| EXERCISE |
Go through the entries below and copy every line that holds the word "neck".

| RECORDS FOR PROCESSING |

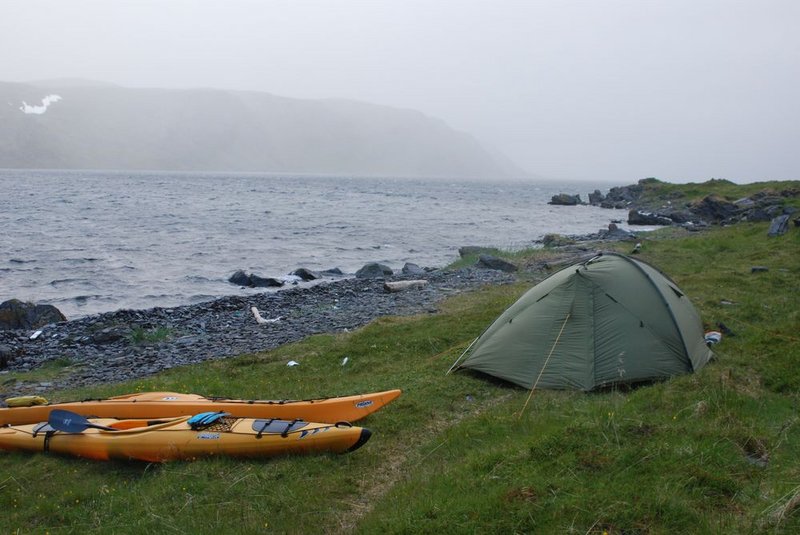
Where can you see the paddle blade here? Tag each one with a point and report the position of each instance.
(71, 422)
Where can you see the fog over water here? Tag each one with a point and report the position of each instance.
(612, 90)
(91, 242)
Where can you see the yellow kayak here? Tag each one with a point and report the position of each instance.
(170, 404)
(178, 439)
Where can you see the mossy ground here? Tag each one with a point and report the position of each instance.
(713, 452)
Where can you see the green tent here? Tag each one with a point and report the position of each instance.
(610, 320)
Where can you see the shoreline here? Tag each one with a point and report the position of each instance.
(117, 346)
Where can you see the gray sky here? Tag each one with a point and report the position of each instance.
(614, 90)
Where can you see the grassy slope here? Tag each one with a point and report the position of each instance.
(717, 451)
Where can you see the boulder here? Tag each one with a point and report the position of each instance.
(412, 269)
(373, 270)
(779, 226)
(565, 199)
(616, 233)
(305, 274)
(240, 278)
(401, 286)
(264, 282)
(636, 217)
(492, 262)
(470, 250)
(7, 354)
(596, 198)
(556, 240)
(110, 335)
(254, 281)
(14, 314)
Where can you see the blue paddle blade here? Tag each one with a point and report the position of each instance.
(71, 422)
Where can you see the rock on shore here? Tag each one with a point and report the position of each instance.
(127, 344)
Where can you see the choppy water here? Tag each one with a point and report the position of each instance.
(91, 242)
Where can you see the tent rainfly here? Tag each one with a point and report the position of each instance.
(610, 320)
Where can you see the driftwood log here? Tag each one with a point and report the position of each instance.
(400, 286)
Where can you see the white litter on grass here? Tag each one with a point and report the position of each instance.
(38, 110)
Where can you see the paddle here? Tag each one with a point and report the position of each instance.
(71, 422)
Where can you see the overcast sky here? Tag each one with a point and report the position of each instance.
(614, 90)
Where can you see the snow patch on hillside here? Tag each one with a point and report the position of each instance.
(38, 110)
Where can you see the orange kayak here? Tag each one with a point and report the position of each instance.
(171, 404)
(175, 439)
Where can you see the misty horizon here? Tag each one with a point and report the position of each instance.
(614, 91)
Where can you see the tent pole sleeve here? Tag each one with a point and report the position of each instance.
(544, 365)
(461, 356)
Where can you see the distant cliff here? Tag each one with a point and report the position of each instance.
(69, 125)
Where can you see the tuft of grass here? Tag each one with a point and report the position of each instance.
(48, 371)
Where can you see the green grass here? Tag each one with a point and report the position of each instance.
(713, 452)
(50, 370)
(656, 190)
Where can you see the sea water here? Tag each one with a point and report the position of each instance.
(96, 241)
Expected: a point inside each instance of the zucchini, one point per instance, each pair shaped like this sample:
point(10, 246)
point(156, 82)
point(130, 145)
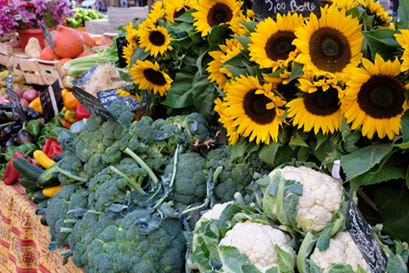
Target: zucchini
point(26, 169)
point(29, 184)
point(37, 196)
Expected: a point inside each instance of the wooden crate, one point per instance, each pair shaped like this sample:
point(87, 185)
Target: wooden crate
point(38, 71)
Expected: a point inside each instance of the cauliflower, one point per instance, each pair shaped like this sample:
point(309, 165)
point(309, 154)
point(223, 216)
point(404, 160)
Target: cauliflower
point(342, 250)
point(237, 238)
point(321, 197)
point(259, 243)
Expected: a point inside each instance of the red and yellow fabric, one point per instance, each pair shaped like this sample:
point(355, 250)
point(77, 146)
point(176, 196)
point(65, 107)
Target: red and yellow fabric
point(23, 239)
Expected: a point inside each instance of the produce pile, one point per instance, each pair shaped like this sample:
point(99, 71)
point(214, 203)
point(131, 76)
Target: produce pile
point(229, 171)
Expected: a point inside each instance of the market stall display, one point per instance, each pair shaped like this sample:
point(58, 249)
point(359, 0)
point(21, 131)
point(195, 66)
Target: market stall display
point(165, 149)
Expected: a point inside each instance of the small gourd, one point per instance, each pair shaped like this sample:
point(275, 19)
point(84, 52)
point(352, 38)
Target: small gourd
point(33, 48)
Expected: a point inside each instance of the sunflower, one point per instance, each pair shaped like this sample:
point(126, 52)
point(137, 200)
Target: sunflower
point(403, 39)
point(329, 45)
point(148, 75)
point(226, 121)
point(156, 40)
point(175, 8)
point(375, 99)
point(271, 43)
point(252, 109)
point(319, 110)
point(217, 73)
point(211, 13)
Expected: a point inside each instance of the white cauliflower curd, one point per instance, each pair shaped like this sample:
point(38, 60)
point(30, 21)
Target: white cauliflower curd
point(258, 242)
point(321, 196)
point(342, 250)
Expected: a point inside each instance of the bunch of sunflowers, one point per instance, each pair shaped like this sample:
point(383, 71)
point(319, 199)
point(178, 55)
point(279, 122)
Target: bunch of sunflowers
point(328, 87)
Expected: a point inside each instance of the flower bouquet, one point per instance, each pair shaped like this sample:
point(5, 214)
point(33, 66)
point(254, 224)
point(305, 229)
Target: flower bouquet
point(329, 88)
point(20, 15)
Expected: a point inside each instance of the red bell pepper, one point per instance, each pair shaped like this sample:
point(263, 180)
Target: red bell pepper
point(10, 174)
point(81, 112)
point(51, 147)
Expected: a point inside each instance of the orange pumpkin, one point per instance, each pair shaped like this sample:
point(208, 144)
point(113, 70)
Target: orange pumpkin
point(68, 42)
point(48, 54)
point(88, 40)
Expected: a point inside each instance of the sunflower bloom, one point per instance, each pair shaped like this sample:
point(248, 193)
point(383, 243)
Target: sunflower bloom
point(375, 99)
point(175, 8)
point(211, 13)
point(329, 45)
point(155, 40)
point(318, 109)
point(252, 110)
point(403, 39)
point(271, 43)
point(148, 75)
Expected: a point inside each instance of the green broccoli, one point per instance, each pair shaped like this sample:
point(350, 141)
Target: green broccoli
point(139, 242)
point(190, 181)
point(236, 173)
point(70, 197)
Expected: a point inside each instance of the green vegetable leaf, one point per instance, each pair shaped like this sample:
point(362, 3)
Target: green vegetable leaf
point(370, 178)
point(233, 261)
point(394, 211)
point(364, 159)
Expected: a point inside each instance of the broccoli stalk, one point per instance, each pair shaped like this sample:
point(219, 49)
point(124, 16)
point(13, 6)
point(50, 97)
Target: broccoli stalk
point(142, 163)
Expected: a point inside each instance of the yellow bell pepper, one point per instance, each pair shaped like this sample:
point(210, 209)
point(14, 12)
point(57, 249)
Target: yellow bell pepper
point(43, 159)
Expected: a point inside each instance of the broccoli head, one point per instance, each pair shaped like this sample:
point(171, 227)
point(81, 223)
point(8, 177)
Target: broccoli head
point(142, 241)
point(189, 182)
point(236, 173)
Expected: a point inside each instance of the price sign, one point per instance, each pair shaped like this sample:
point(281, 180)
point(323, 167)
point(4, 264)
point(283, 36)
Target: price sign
point(92, 104)
point(51, 101)
point(14, 98)
point(47, 37)
point(362, 234)
point(270, 8)
point(106, 97)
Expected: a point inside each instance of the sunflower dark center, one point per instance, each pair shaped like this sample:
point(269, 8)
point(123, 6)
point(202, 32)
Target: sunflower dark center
point(255, 108)
point(219, 14)
point(155, 77)
point(157, 38)
point(329, 50)
point(381, 97)
point(279, 46)
point(322, 103)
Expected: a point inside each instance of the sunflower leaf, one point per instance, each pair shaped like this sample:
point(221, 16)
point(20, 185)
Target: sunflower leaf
point(377, 177)
point(394, 211)
point(403, 14)
point(405, 126)
point(364, 159)
point(381, 41)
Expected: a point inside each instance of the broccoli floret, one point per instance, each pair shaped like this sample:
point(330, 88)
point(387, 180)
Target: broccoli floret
point(120, 110)
point(236, 173)
point(69, 197)
point(190, 181)
point(139, 242)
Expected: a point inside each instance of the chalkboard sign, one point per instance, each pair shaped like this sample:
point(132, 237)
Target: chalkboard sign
point(47, 37)
point(51, 101)
point(14, 99)
point(362, 234)
point(270, 8)
point(92, 104)
point(106, 97)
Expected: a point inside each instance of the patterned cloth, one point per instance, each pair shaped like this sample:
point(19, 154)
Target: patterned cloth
point(23, 239)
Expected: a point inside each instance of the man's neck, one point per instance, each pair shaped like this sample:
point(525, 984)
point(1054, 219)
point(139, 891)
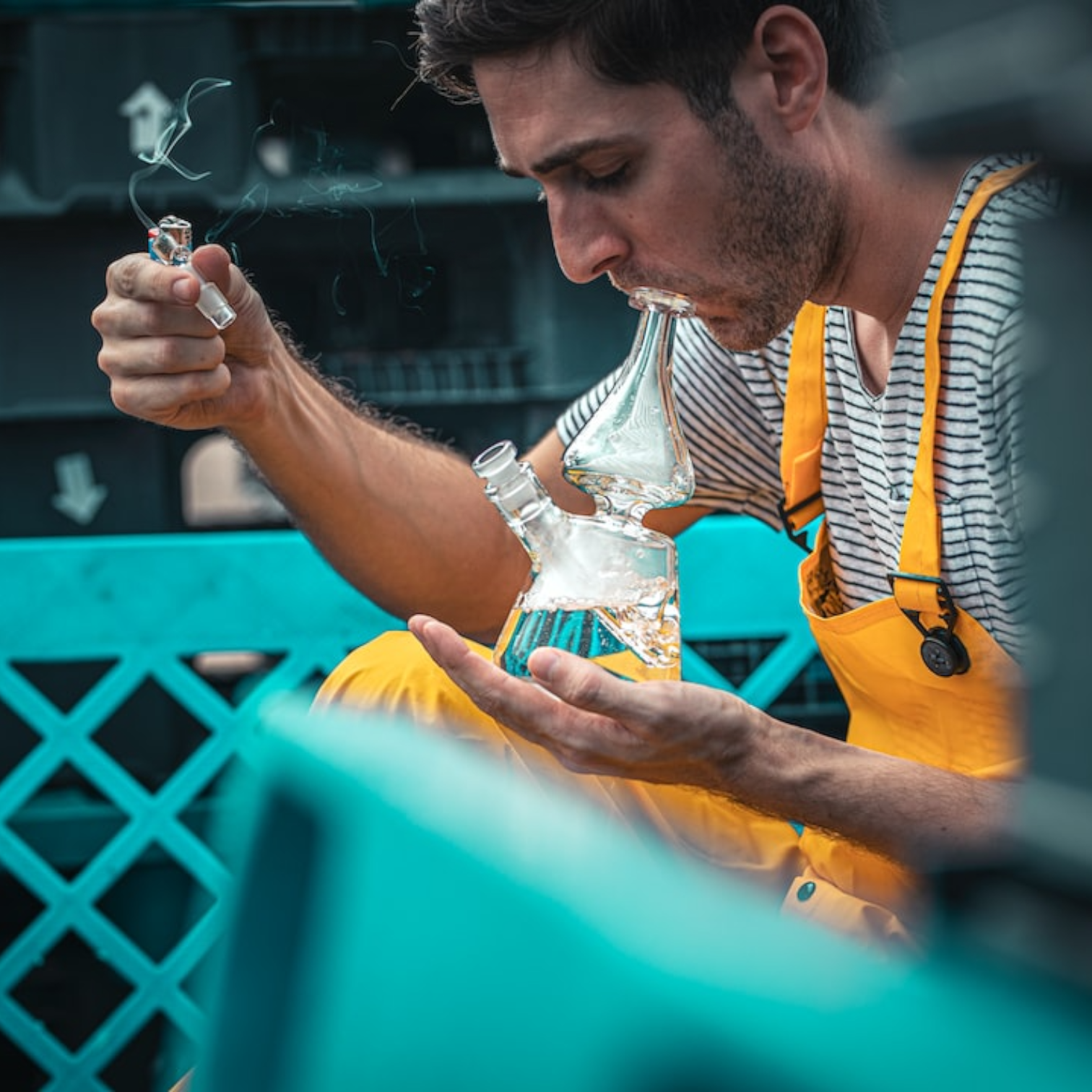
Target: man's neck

| PROBLEM SOLUTION |
Expected: a point inside each instance of the man's neck, one point per instance, each pair shaped like this sample:
Target: man's neck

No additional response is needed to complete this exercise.